## TASK BRIEF
Rewrite every line of the entries below, renaming "query" to "target" wherever it appears and leaving all other text unchanged. Leave the pictures out of your answer.

[Location annotation dataset excerpts]
══════════════════════════════
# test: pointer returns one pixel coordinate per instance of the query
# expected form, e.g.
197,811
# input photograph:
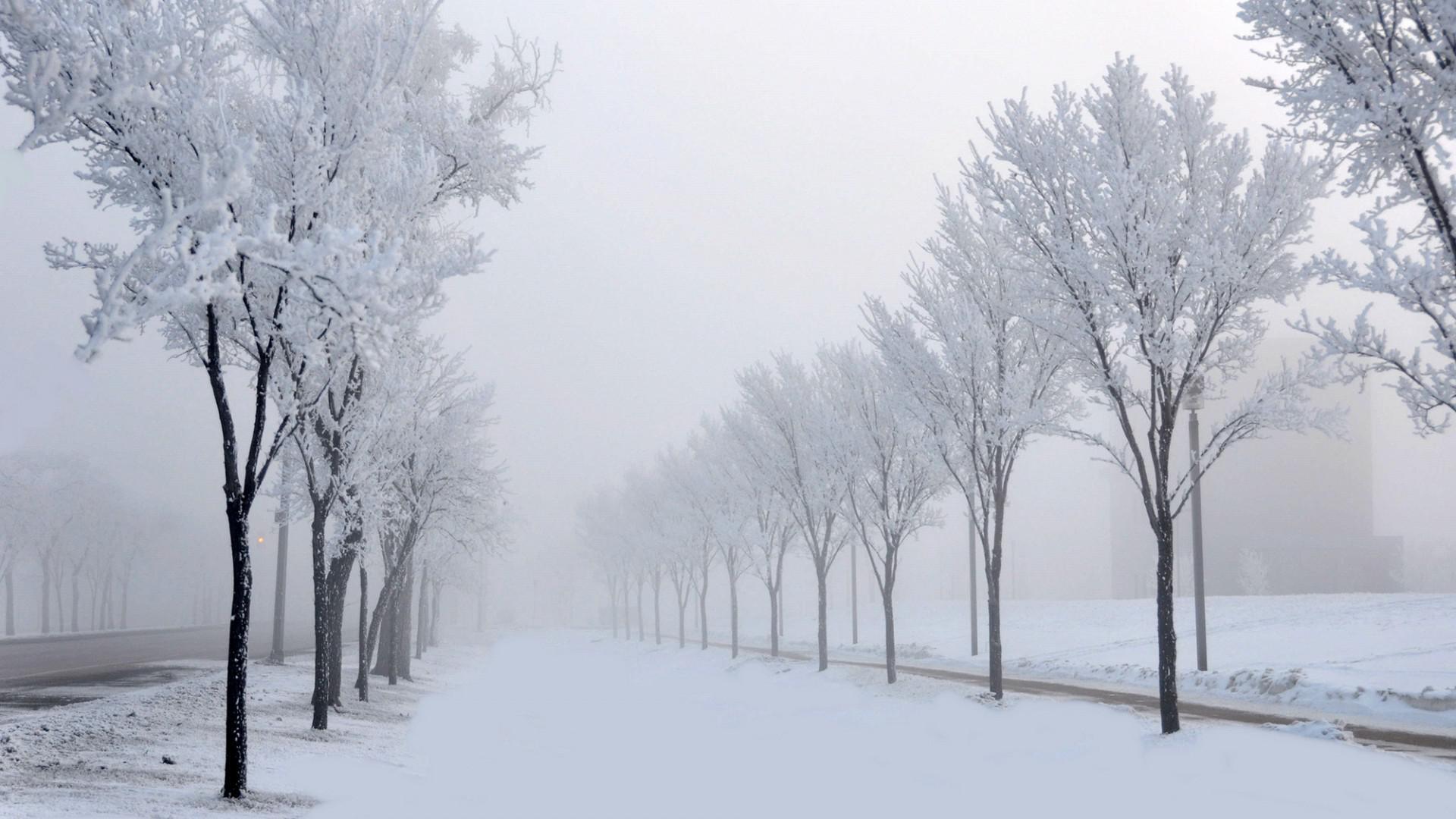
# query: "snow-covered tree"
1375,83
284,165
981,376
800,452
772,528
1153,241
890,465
══════════════════════════════
## EXPECTED OUTPUT
# test: pointer returns one pixel coordinate per instance of the target
# expected form, e.g.
197,811
# input photograph:
# target: "snow-covered tree"
1375,83
284,165
981,376
800,452
772,528
1153,241
890,465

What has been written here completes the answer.